(Dataset entries)

════════════════

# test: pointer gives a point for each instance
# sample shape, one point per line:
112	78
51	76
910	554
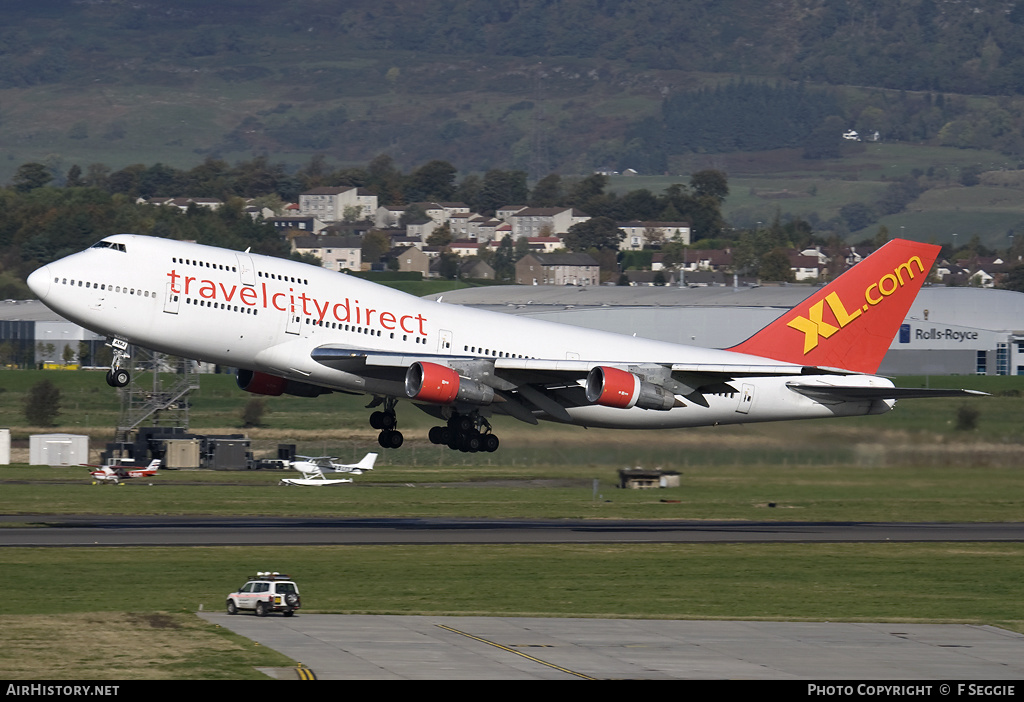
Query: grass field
910	465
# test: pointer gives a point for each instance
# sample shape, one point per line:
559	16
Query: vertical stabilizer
850	322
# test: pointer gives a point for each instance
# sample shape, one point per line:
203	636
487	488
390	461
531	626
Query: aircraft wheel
462	423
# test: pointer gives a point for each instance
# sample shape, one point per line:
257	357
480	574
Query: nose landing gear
117	377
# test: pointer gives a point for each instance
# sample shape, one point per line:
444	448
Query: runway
364	647
65	530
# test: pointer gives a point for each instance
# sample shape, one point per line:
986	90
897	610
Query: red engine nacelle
265	384
440	385
614	388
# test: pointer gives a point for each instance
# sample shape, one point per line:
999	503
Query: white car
266	593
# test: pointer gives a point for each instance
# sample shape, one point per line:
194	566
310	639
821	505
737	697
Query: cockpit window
110	245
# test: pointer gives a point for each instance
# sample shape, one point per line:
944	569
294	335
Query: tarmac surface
103	530
366	647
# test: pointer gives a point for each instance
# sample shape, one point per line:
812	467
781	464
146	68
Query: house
309	225
335	253
412	259
545	221
806	267
464	247
506	212
701	259
338	204
557	269
476	268
640	234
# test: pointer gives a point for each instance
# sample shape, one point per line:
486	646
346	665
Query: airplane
327	464
301	330
312	476
115	471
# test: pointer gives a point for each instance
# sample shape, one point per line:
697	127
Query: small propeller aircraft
116	471
313	468
329	464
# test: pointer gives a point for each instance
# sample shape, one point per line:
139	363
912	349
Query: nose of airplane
39	282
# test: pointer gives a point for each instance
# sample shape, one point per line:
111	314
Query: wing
853	393
528	388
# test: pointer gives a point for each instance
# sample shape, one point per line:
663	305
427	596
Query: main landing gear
386	421
467	433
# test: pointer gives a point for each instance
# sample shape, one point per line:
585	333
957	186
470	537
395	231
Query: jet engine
441	385
265	384
614	388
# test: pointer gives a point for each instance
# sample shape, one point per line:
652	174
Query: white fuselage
267	314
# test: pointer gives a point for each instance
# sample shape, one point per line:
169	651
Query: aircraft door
745	399
443	341
246	271
171	300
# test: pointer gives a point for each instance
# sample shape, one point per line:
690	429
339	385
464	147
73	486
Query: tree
710	183
597	232
548	191
42	404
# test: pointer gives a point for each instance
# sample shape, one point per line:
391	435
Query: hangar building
949	331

════════════════

Because the pictures are not wanted, retype only the text of every record, exactly as given.

# test: pointer gives a point for each instance
# sample shape, one point per line:
112	78
51	76
910	554
Query: grass field
910	465
# test: pointer gives a point for each instance
# sample shape, one point per line:
559	16
Query: vertical stabilizer
850	322
# test: pointer gives a point for each instance
# sample shape, one point per line:
203	636
487	488
390	461
531	626
Query: aircraft wheel
462	423
# test: pointer gives a point for each instance
# sample shape, one point per line:
257	357
480	574
Query: nose landing gear
117	377
# test: pointer gives a point for each instance
# sample shape, one point per line:
444	448
Query: runway
364	647
65	530
# test: pointer gives a point for each instance
# sample shape, one point per line:
986	90
897	610
Query: red engine nacelle
265	384
440	385
614	388
# test: pointer gives a point for each instance
# sample shape, one point per line:
999	503
Query: white car
266	593
# test: pointer gives a point for each instance
# sample shape, one point per line:
194	566
310	639
821	505
737	697
Query: cockpit window
110	245
# test: pointer gives a point for each instance
# sample shape, one point per line:
944	569
294	335
Query: tarmac surface
103	530
366	647
# test: pointer gives a point for each instance
# sample shape, one point per line:
812	467
781	464
146	68
Query: house
309	225
335	253
412	259
545	221
806	267
464	247
506	212
701	259
338	204
557	269
476	268
640	234
# test: pointer gives a point for each instance
# sample shape, one point per line:
486	646
346	665
Query: airplane
327	464
301	330
312	476
115	471
# test: pointer gives a point for each instance
# sample shape, one point per line:
697	127
Query: small propeller aircraft
116	471
313	468
329	464
# test: pointer gives a point for each instance
# sample shape, one point per line:
139	363
912	349
Query: nose of airplane
39	282
# test: pointer gives a point for each instance
# sample shape, one point per line:
111	314
Query: wing
853	393
528	388
# test: pointer gives a point for each instance
# sample shape, one point per line:
663	305
427	596
Query: main landing gear
386	421
467	433
# test: pointer gives a point for each instance
# sample shape, one point per line:
585	333
957	186
470	537
395	231
Query: jet engine
441	385
265	384
614	388
# test: pointer gives a point for each instance
# sample shape, one point per line:
652	174
Query: white fuselage
267	314
# test: pointer gives a point for each instance
# sample shape, one point per line:
169	651
Query: aircraft door
745	399
443	341
246	271
171	300
# test: pointer gives a point for each instance
# sample shape, one point per line:
690	429
339	385
464	147
73	486
Query: tree
710	183
597	232
548	191
42	404
# test: pointer gives a point for each instance
# sample shape, one point per line:
391	435
Query: hangar building
949	331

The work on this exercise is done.